### [TEXT PASSAGE]
— start —
# We all got Cookies :-)



## elaina (Jul 1, 2008)

First Mum dressed me in one of my favorite outfits I got from Nibbler :love5:



This package came for us !! one present was for Me, and one was for Me and Mum !! 



this ones for me from Nibbler :love4:



I got a Christmas shrimp toy and an elf toy !! 




i'm keeping them in my pen so my sisters cant get them . hehe



Mum got some special cookies from Austrailia 


Tootsie, these are not for us. they're for Mum



then, we got something from Laineys Cookies !!! Me and my sisters have had Laineys cookies before and they are delicious. they are our favorites !!!

they came wrapped up all pretty with a stuffed bear and a stuffed doggie 



Look how pretty the cookies are


----------



## elaina (Jul 1, 2008)

my mum is going to feed us now, and then she's gonna eat her dinner and then she said she'd post the rest of the pics right here . 

also, she said to say thank you from her to Karen and Nibbler. she said she loves the Tim Tam cookies so much and Peter liked them too. 

and Thank you very much from me and my sisters. the Laineys cookies are so yummy. and I love my shrimp toy, my elf toy, my louisdog bear toy, all the outfits you got me. me and my mum Love everything. 
thank you so much Nibbler and Karen !!! xoxoxo 
This Christmas has been the best ever !!! ( my first Christmas ) and was the best time I ever had cause of you Nibbler :love7:


----------



## elaina (Jul 1, 2008)
— end —
### [PROVIDED MATERIAL]
— start —
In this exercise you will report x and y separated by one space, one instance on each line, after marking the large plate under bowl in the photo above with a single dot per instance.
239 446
— end —
### [WHAT YOU ARE ASKED TO DO]
Can you continue the forum thread about the gift cookies above from the point where it stops?

### [EXERCISE RESPONSE]
ok , here are the rest of the pics of me and my sisters enjoying our Laineys cookies . Tootsie got some too. we all got some, but Tootsie ate hers so quick, Mum couldn't snap a pic that fast . 

ohhhh, those look yummy !!! 



ok , Peyton. you can have some of my cookies too. 







More please !! 



here Minnie. have some of MY cookies 



stop eating all my cookies !! 



so delicious :laughing5:


----------



## susan davis (Mar 25, 2011)

They look beautiful enough for US to eat them!!!


----------



## Kismet (Jun 18, 2014)

Yay! I'm so glad that everything finally arrived and happy you liked the Tim Tams.  Those Lainey's cookies are incredible. Nibbler is very happy that he helped Ellie Mae to have a lovely Christmas and sends her lots of puppy kisses because she gave him his best Christmas ever and he's had 3! Thanks so much for sharing the photos and I hope you got a laugh out of the Christmas shrimp!


----------



## elaina (Jul 1, 2008)

susan davis said:


> They look beautiful enough for US to eat them!!!


you must mean the Laineys cookies . Judy is the one who makes them. she sells them on Etsy. she's amazing. I do think she actually uses all human grade ingredients but the flavors probably wouldn't be what we wanted to eat  . My girls go crazy for them !


----------



## elaina (Jul 1, 2008)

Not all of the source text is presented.